_Problem description_
Please repeat the whole listing verbatim.

_Record set_

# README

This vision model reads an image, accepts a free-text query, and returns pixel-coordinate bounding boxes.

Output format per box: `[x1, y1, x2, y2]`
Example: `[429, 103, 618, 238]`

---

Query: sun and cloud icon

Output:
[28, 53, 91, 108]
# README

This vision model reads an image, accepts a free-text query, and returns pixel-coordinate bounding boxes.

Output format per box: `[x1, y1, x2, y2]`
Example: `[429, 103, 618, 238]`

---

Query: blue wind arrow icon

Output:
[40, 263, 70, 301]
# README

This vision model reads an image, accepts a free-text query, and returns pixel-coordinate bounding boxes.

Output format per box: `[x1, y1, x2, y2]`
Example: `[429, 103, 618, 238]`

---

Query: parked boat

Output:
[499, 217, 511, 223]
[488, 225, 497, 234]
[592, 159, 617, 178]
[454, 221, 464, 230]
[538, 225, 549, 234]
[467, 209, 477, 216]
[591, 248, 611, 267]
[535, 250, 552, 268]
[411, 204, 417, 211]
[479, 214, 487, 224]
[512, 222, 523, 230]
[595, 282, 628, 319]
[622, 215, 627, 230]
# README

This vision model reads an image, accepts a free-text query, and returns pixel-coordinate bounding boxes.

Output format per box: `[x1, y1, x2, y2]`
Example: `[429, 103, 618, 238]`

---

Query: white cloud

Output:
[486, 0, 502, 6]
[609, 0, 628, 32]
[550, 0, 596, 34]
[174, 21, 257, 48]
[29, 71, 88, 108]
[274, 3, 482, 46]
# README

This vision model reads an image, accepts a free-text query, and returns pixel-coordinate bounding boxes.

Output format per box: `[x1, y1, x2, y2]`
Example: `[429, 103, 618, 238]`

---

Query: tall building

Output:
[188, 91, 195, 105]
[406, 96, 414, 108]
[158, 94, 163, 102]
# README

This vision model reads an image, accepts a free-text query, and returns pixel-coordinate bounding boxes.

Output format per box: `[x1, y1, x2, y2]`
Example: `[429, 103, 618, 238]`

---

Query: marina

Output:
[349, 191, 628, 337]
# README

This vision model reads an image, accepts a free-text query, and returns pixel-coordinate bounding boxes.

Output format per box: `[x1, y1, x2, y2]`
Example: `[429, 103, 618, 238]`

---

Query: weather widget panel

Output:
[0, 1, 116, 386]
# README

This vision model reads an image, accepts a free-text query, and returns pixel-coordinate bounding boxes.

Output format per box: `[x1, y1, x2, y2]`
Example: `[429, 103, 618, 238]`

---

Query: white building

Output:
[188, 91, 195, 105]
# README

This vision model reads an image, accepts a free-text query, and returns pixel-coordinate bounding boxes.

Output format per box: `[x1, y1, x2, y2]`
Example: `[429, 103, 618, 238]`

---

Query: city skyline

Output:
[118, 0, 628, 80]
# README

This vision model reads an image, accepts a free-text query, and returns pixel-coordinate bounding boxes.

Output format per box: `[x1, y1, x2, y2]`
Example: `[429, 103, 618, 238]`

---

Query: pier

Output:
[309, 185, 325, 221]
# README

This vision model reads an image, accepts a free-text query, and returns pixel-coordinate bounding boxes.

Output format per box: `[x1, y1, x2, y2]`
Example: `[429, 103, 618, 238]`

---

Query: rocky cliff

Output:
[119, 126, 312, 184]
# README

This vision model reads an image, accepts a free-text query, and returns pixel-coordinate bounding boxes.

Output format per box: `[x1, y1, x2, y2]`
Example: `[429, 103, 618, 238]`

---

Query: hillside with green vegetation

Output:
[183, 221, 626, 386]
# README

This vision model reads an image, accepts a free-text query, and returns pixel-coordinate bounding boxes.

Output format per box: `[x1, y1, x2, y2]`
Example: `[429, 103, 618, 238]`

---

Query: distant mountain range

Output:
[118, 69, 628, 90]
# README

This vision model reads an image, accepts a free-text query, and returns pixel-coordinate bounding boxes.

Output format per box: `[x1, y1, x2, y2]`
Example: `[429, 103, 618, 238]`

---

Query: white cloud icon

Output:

_Task solution_
# README

This vision model reads an image, accepts a free-text query, and returns pixel-coordinate bounding boxes.

Output format per box: `[x1, y1, x2, y2]`
Example: `[429, 103, 618, 238]`

---

Query: sun and cloud icon

Output:
[28, 53, 91, 108]
# README

This vision model reads an image, accepts a free-text query, and returns pixel-coordinate bounding boxes.

Output format per box: `[x1, y1, x2, y2]`
Example: `[429, 103, 618, 238]`

---

Query: blue wind arrow icon

Output:
[40, 263, 70, 301]
# README

This vision model reads an image, accepts a free-text query, and returns pixel-coordinate bounding boxes.

Output format per box: `[x1, y1, x2, y2]`
Example: `[429, 103, 618, 238]`

---

Query: parked boat

Output:
[499, 217, 511, 223]
[488, 225, 497, 234]
[592, 159, 617, 178]
[454, 221, 464, 230]
[538, 225, 549, 234]
[467, 209, 477, 216]
[591, 248, 611, 267]
[535, 250, 552, 268]
[411, 204, 417, 211]
[479, 214, 487, 224]
[512, 222, 523, 230]
[595, 282, 628, 319]
[622, 215, 627, 230]
# README

This vision model reads an image, accepts a free-text query, and returns pixel-coordinate bounding boxes.

Output format per box: `[x1, y1, x2, y2]`
Example: `[429, 103, 618, 238]`

---

Query: white cloud

Output:
[486, 0, 502, 6]
[609, 0, 628, 32]
[550, 0, 596, 34]
[174, 21, 257, 48]
[29, 71, 88, 108]
[274, 3, 482, 46]
# README

This vision model reads an image, accepts a free-text query, and returns pixel-coordinate bounding boxes.

Output format per box: `[x1, y1, x2, y2]`
Example: `[429, 103, 618, 238]`

---

Query: tall building

Output:
[188, 91, 195, 105]
[406, 96, 414, 108]
[158, 94, 163, 102]
# README

This vision model reads an image, accepts a free-text query, and returns pixel-coordinate bounding boxes.

Output format per box: `[x1, y1, x2, y2]`
Example: `[429, 103, 618, 238]`

---

Query: marina

Output:
[349, 191, 628, 337]
# README

This vision model reads an image, accepts a free-text query, and returns pixel-coordinate bounding boxes.

Output format per box: `[x1, y1, x2, y2]`
Example: `[429, 103, 618, 238]`

---

Query: weather widget panel

Output:
[0, 1, 116, 386]
# README

This vision model reads an image, accepts a free-text query, and returns pixel-coordinate bounding boxes.

Output format per box: `[x1, y1, x2, y2]`
Example: `[429, 103, 618, 238]`

---

Query: white building

Output:
[188, 91, 195, 105]
# README

This vision model reads an image, accepts a free-text query, and returns pixel-coordinate bounding boxes.

Output format per box: `[x1, y1, x2, y2]`
Example: `[429, 103, 618, 238]`

---

Query: city skyline

Output:
[118, 0, 628, 80]
# README

This vision model reads an image, accepts a free-text query, and returns pixel-coordinate bounding boxes.

Output format per box: `[x1, y1, x2, y2]`
Example: `[429, 103, 618, 238]`

---

Query: pier

Output:
[309, 185, 325, 221]
# README

This vision model reads an image, accepts a free-text query, and returns pixel-coordinate bounding boxes.

Output format per box: `[x1, y1, x2, y2]`
Example: `[429, 103, 618, 238]`

---

Query: rocky cliff

Output:
[119, 126, 312, 184]
# README

This vision model reads an image, accepts a free-text query, and returns pixel-coordinate bounding boxes.

Output format per box: `[x1, y1, x2, y2]`
Example: `[429, 103, 618, 238]`

---

Query: hillside with green vegetation

Output:
[183, 221, 626, 386]
# README

This vision model reads an image, accepts a free-text query, and returns pixel-coordinate bounding boxes.

Output format per box: `[x1, y1, x2, y2]`
Example: `[429, 103, 618, 238]`

---

Query: distant mountain range

Output:
[118, 69, 628, 90]
# README

This vision model reads an image, accepts a free-text query, and returns pixel-coordinate bounding boxes.

Output format per box: `[x1, y1, x2, y2]`
Example: `[429, 103, 618, 238]`

---

Query: white cloud icon

Output:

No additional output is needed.